- [Problem statement]
Please give the listing again in its entirety, exactly as written.

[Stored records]
(begin)
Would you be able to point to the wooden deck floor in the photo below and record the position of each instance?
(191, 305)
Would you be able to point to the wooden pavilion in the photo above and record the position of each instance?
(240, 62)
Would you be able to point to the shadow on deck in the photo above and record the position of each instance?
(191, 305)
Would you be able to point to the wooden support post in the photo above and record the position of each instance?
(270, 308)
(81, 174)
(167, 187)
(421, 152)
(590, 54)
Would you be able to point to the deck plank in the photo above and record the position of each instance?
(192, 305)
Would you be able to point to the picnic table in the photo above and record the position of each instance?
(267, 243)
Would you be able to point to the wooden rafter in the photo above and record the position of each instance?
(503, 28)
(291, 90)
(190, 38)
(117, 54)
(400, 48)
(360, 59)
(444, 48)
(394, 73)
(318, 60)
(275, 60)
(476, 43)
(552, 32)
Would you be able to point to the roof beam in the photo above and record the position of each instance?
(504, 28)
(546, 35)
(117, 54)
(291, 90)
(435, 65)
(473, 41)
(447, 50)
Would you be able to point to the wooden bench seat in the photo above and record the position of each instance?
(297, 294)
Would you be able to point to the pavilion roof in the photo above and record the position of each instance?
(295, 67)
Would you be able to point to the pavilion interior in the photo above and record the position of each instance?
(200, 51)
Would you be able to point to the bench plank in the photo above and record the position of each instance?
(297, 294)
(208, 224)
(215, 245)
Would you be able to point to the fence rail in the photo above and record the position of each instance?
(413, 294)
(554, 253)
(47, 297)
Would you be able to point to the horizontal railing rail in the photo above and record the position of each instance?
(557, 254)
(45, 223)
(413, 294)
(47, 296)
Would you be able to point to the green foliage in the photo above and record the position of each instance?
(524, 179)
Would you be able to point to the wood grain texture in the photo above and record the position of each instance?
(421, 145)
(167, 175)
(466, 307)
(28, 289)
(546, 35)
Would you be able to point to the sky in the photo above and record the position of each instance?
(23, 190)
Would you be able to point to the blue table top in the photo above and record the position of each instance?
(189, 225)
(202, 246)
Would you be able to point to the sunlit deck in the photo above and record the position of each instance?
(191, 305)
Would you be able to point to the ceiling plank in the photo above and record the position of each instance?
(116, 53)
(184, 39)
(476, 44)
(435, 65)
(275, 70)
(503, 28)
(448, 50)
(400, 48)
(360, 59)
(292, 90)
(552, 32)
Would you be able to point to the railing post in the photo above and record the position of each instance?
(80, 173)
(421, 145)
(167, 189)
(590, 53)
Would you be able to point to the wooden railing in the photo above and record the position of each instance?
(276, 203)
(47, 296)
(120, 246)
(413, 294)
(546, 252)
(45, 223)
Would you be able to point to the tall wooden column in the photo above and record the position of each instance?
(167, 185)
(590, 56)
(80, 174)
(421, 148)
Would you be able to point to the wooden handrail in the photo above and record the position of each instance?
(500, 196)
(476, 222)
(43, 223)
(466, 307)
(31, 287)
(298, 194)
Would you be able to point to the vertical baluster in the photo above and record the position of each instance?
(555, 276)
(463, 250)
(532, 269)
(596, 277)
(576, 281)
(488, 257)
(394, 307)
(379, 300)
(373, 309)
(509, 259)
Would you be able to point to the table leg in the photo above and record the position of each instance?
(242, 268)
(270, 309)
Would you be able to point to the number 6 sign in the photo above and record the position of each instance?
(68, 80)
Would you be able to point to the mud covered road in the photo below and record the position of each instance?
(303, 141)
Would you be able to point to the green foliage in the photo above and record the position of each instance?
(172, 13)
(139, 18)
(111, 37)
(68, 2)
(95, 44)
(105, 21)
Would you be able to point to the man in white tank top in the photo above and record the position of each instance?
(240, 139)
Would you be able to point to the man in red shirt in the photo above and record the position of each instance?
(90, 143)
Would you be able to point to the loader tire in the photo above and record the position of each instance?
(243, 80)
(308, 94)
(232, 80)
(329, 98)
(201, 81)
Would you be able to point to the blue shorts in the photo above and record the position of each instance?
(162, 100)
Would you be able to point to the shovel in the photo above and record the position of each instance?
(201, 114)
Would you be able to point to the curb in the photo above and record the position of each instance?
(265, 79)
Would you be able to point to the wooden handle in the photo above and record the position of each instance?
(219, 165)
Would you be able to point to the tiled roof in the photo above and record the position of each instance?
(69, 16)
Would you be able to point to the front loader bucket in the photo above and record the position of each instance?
(end)
- [Response for this exercise]
Would you be able to point to the wooden deck floor in the photo below and record the position of each instance?
(191, 305)
Would you be able to point to the wooden pavilion in the photo above and record the position of each instance?
(240, 62)
Would you be able to point to the shadow on deck in the photo above and record the position of each instance?
(191, 305)
Would you be able to point to the wooden support post in the photo above and record the position of each instance?
(270, 308)
(81, 174)
(167, 187)
(421, 152)
(590, 54)
Would you be able to point to the deck plank in the photo above and record the position of each instance?
(192, 305)
Would you be able to point to the picnic table in the photo above and record the position of each instance?
(267, 243)
Would you be able to point to the wooden rafter in the photo above and record the position of each instance?
(503, 28)
(291, 90)
(190, 38)
(117, 54)
(400, 48)
(360, 59)
(444, 48)
(394, 73)
(318, 60)
(275, 60)
(476, 43)
(552, 32)
Would you be able to point to the roof beam in the photo above and record the position of each instance?
(504, 28)
(546, 35)
(117, 54)
(291, 90)
(435, 65)
(473, 41)
(447, 50)
Would you be able to point to the wooden bench seat in the photo above and record the position of each instance?
(297, 294)
Would you be able to point to the pavilion roof in the photo above and record the position of each instance?
(295, 67)
Would you be able to point to the pavilion interior in the photo above and record the position of each instance?
(200, 51)
Would you be able to point to the bench plank in the photo above and record the position of each instance?
(297, 294)
(208, 224)
(215, 245)
Would you be able to point to the fence rail in the photo above and record the position of each instance?
(413, 294)
(554, 253)
(47, 297)
Would you be able to point to the horizontal railing rail in the photo above and record the position of each instance?
(557, 254)
(45, 223)
(413, 294)
(47, 296)
Would you be able to point to the green foliage in the photo above and record the position of each instance?
(524, 179)
Would you be able to point to the wood grain texture in the photo above and record the position of each instance?
(421, 145)
(167, 175)
(466, 307)
(28, 289)
(546, 35)
Would you be able to point to the sky in the photo above and record the position of each instance?
(23, 190)
Would you be able to point to the blue table top in the photo above and record the position of each instance?
(189, 225)
(202, 246)
Would you be able to point to the sunlit deck in the photo above and record the position of each instance?
(191, 305)
Would you be able to point to the ceiling plank in the photo above and record the position of each instance?
(116, 53)
(184, 39)
(476, 44)
(435, 65)
(275, 70)
(503, 28)
(448, 50)
(400, 48)
(360, 59)
(292, 90)
(552, 32)
Would you be able to point to the railing post in the photo above and record the position of each instance?
(80, 173)
(421, 145)
(167, 189)
(590, 53)
Would you be able to point to the wooden railing in the photo above and record the position of each instance?
(276, 203)
(47, 296)
(120, 246)
(413, 294)
(546, 252)
(45, 223)
Would you be able to point to the tall wooden column in the photo above and record the position of each instance?
(167, 185)
(590, 56)
(80, 174)
(421, 148)
Would you be able to point to the wooden handrail in the photo above and record the position of each instance?
(500, 196)
(476, 222)
(43, 223)
(466, 307)
(31, 287)
(298, 194)
Would you be able to point to the vertical baluster in the photo above and record the position of each instance?
(555, 276)
(463, 250)
(532, 269)
(596, 277)
(576, 281)
(488, 257)
(394, 307)
(379, 300)
(373, 309)
(509, 259)
Would you be able to point to the table leg in the photo above and record the position of each instance?
(242, 268)
(270, 309)
Would you be able to point to the number 6 sign in the photo above and record the position of each instance?
(68, 80)
Would you be able to point to the mud covered road in the photo below and record the position of each instance?
(303, 141)
Would you be able to point to the green foliage in the photo above and record the position of each instance?
(172, 13)
(139, 18)
(111, 37)
(68, 2)
(95, 44)
(105, 21)
Would you be able to point to the man in white tank top in the photo above and record the position of each instance?
(240, 139)
Would you be able to point to the man in red shirt in the photo above and record the position of each instance?
(90, 143)
Would you be able to point to the loader tire in the photo above and record the position of each instance?
(243, 80)
(308, 94)
(232, 80)
(329, 98)
(201, 81)
Would you be able to point to the blue shorts in the photo above and record the position of each instance?
(162, 100)
Would you be able to point to the shovel in the photo above and record the position of each instance?
(201, 114)
Would you be able to point to the curb in the photo above and record the position of each instance?
(265, 79)
Would you be able to point to the wooden handle in the photo above and record the position of each instance?
(219, 165)
Would you be able to point to the tiled roof in the photo above and record the position of each instance?
(69, 16)
Would you be able to point to the front loader bucket in the photo above and record the position of each instance?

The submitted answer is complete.